■ PASSAGE SHOWN ■
INTERNET-DRAFT                                             Thomas Narten
                                                                     IBM
<draft-ietf-ipngwg-addrconf-privacy-00.txt>                    June 1999

    Privacy Extensions for Stateless Address Autoconfiguration in IPv6

                <draft-ietf-ipngwg-addrconf-privacy-00.txt>

Status of this Memo

   This document is an Internet-Draft and is in full conformance with
   all provisions of Section 10 of RFC2026.

   Internet-Drafts are working documents of the Internet Engineering
   Task Force (IETF), its areas, and its working groups.  Note that
   other groups may also distribute working documents as Internet-
   Drafts.

   Internet-Drafts are draft documents valid for a maximum of six months
   and may be updated, replaced, or obsoleted by other documents at any
   time.  It is inappropriate to use Internet- Drafts as reference
   material or to cite them other than as "work in progress."

   The list of current Internet-Drafts can be accessed at
   http://www.ietf.org/ietf/1id-abstracts.txt

   The list of Internet-Draft Shadow Directories can be accessed at
   http://www.ietf.org/shadow.html.

Abstract

   Nodes use IPv6 stateless address autoconfiguration to generate
   addresses without the necessity of a DHCP server. Addresses are
   formed by combining network prefixes with a constant interface
   identifier derived from the interface's IEEE Indentifier.  This
   document describes an optional extension to IPv6 stateless address
   autoconfiguration that results in a node generating addresses from an
   interface identifier that changes over time. Changing the interface
   identifier over time makes it more difficult for eavesdroppers and
   other information collectors to identify when different addresses
   used in different transactions actually correspond to the same node.

draft-ietf-ipngwg-addrconf-privacy-00.txt                       [Page 1]

INTERNET-DRAFT                                             June 24, 1999

   Contents

   Status of this Memo..........................................    1

   1.  Introduction.............................................    2

   2.  Background...............................................    3

   3.  Protocol Description.....................................    5

   4.  Implications of Changing Interface Identifiers...........    7

   5.  Open Issues and Future Work..............................    7

   6.  Security Considerations..................................    8

   7.  References...............................................    8

   8.  Authors' Addresses.......................................    9

1.  Introduction

   Stateless address autoconfiguration [ADDRCONF] defines how an IPv6
   node generates addresses without the need for a DHCP server. Network
   interfaces typically come with an embedded IEEE Identifier (i.e., a
   link-layer MAC address), and stateless address autoconfiguration uses
   the IEEE identifier to generate a 64-bit interface identifier
   [ADDRARCH]. By design, the interface identifier will typically be
   globally unique. The interface identifier is in turn appended to a
   prefix to form a 128-bit IPv6 address. All nodes use this technique
   to generate link-local addresses for their attached interfaces.

■ EXERCISE TASK 1 ■
Please copy everything in the IPv6 privacy draft above from "Internet-Drafts are draft" down to "http://www.ietf.org/shadow.html.", word for word.

■ RECORDS FOR PROCESSING ■
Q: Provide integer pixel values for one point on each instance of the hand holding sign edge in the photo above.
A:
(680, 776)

==

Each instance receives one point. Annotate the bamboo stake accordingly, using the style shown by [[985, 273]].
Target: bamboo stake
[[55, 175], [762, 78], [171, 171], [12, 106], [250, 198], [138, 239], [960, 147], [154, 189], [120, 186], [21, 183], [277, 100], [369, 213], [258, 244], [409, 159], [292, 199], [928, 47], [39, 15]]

■ EXERCISE TASK 2 ■
Repeat everything in the records from the line that contains "Each instance receives" down to the line that contains "47], [39, 15]]", including both of those lines.

■ EXPECTED ANSWER 1 ■
Internet-Drafts are draft documents valid for a maximum of six months
   and may be updated, replaced, or obsoleted by other documents at any
   time.  It is inappropriate to use Internet- Drafts as reference
   material or to cite them other than as "work in progress."

   The list of current Internet-Drafts can be accessed at
   http://www.ietf.org/ietf/1id-abstracts.txt

   The list of Internet-Draft Shadow Directories can be accessed at
   http://www.ietf.org/shadow.html.

■ EXPECTED ANSWER 2 ■
Each instance receives one point. Annotate the bamboo stake accordingly, using the style shown by [[985, 273]].
Target: bamboo stake
[[55, 175], [762, 78], [171, 171], [12, 106], [250, 198], [138, 239], [960, 147], [154, 189], [120, 186], [21, 183], [277, 100], [369, 213], [258, 244], [409, 159], [292, 199], [928, 47], [39, 15]]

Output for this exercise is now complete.